### Exercise material
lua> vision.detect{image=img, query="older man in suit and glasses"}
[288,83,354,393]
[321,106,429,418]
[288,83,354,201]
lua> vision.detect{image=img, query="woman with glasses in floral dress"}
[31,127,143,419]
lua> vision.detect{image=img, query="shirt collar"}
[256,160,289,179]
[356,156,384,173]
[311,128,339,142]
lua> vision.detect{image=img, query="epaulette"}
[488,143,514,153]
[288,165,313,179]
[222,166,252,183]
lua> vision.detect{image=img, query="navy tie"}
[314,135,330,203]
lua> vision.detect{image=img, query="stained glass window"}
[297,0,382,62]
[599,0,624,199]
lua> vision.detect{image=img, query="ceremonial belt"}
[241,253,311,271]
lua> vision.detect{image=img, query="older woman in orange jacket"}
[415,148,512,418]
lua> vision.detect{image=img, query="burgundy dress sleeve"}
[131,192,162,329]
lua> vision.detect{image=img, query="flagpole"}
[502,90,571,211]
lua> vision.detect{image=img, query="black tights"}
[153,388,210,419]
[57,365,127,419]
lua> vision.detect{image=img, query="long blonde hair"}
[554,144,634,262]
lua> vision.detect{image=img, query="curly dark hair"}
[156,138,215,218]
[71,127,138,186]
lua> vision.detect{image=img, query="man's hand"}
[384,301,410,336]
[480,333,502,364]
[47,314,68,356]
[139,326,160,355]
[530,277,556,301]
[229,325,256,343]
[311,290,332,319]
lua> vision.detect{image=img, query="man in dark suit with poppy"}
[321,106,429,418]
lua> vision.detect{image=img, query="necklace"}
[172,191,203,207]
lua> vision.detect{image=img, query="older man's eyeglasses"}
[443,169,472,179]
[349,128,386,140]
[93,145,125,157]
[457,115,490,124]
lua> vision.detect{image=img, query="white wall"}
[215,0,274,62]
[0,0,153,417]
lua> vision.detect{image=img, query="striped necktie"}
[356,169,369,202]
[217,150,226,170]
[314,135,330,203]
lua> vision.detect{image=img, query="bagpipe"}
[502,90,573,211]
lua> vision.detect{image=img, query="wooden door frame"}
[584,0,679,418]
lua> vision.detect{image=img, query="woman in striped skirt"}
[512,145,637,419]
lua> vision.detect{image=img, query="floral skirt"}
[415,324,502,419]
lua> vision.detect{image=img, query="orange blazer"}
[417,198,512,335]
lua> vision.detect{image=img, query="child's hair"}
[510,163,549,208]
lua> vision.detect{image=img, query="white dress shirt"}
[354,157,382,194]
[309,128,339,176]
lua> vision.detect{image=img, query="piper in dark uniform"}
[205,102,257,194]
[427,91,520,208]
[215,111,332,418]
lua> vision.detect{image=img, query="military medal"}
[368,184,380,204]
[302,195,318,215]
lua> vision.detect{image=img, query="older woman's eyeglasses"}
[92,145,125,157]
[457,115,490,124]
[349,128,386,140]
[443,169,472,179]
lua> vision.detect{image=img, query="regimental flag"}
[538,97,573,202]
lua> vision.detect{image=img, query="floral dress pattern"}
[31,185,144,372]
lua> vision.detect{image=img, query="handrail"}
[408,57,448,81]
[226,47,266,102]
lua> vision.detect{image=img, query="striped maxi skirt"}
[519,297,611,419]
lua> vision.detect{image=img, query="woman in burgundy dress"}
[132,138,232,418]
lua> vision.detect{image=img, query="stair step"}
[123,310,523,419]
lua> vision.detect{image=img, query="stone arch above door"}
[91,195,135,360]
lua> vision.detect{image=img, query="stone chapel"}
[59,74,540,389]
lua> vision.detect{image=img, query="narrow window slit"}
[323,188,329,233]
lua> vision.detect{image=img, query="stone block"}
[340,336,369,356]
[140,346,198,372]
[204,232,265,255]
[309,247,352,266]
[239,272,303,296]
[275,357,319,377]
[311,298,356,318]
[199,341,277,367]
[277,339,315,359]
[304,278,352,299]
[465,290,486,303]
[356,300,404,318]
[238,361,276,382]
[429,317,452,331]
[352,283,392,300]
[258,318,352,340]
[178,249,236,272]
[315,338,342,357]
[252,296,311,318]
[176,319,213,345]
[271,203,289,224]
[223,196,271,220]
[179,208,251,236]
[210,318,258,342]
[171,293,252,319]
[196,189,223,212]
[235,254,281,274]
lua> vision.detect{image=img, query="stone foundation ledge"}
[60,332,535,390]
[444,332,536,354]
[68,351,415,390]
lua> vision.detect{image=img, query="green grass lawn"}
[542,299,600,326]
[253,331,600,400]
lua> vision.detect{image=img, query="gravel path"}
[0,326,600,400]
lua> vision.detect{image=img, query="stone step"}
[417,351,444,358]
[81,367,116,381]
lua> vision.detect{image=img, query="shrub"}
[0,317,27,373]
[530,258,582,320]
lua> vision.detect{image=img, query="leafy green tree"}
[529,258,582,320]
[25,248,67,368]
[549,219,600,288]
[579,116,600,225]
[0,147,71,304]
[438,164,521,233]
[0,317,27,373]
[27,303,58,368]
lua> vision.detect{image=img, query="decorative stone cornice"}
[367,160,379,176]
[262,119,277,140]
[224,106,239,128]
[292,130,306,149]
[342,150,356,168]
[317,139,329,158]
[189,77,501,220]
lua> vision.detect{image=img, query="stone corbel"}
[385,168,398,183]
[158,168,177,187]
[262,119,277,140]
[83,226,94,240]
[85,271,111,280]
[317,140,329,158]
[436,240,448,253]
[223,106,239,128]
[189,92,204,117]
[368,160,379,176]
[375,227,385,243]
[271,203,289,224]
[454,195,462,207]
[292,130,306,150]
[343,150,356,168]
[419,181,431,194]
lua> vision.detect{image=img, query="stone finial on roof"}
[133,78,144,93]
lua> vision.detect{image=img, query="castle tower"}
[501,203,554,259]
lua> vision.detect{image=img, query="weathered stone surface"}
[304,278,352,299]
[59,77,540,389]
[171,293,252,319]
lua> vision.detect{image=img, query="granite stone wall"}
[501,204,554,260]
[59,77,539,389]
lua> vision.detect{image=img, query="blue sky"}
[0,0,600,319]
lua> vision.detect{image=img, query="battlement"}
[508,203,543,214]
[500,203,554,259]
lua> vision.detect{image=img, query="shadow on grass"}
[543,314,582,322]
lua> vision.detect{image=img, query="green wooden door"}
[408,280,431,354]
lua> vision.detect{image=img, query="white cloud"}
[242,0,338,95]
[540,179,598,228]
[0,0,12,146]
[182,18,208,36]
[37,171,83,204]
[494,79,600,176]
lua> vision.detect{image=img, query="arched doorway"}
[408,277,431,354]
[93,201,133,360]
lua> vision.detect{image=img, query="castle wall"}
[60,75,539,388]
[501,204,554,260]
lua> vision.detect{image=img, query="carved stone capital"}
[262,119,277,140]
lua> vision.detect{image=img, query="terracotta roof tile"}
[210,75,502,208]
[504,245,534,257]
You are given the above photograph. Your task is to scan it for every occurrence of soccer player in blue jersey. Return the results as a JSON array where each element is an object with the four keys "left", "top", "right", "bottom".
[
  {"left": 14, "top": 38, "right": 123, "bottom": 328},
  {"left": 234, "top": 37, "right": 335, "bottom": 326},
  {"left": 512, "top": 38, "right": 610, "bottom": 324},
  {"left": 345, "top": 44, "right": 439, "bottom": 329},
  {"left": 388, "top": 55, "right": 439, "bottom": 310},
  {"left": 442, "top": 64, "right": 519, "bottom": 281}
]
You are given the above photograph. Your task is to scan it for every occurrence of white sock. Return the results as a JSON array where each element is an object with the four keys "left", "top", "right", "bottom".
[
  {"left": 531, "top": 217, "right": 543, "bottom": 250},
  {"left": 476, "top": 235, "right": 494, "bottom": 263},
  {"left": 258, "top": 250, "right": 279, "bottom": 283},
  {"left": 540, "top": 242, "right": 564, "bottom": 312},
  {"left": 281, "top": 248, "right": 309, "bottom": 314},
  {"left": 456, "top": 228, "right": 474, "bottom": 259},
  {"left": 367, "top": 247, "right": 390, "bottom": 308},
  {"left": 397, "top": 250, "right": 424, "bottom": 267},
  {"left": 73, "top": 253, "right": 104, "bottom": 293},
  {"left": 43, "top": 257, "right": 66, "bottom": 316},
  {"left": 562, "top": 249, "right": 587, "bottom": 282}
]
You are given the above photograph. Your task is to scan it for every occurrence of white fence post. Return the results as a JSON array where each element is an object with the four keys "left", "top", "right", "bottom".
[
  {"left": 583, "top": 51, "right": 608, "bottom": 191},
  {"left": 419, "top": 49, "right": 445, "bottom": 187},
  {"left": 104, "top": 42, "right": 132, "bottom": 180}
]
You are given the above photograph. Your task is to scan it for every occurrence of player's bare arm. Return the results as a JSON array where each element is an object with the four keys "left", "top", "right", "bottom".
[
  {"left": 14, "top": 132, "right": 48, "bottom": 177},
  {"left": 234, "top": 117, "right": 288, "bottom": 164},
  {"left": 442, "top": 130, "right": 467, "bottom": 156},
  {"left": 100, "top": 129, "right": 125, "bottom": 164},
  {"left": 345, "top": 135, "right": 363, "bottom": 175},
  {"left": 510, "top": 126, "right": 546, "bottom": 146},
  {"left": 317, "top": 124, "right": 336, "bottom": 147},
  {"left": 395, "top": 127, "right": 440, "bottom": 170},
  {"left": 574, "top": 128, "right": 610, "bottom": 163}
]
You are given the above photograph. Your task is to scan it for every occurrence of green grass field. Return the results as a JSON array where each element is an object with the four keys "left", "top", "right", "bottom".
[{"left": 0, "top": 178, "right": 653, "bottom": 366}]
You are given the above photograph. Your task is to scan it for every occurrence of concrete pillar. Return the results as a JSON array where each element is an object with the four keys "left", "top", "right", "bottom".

### Problem requirements
Please count the lines in the entries above that contain the string "castle", treating uppercase and lowercase as different, and reply with only the number.

### Exercise solution
2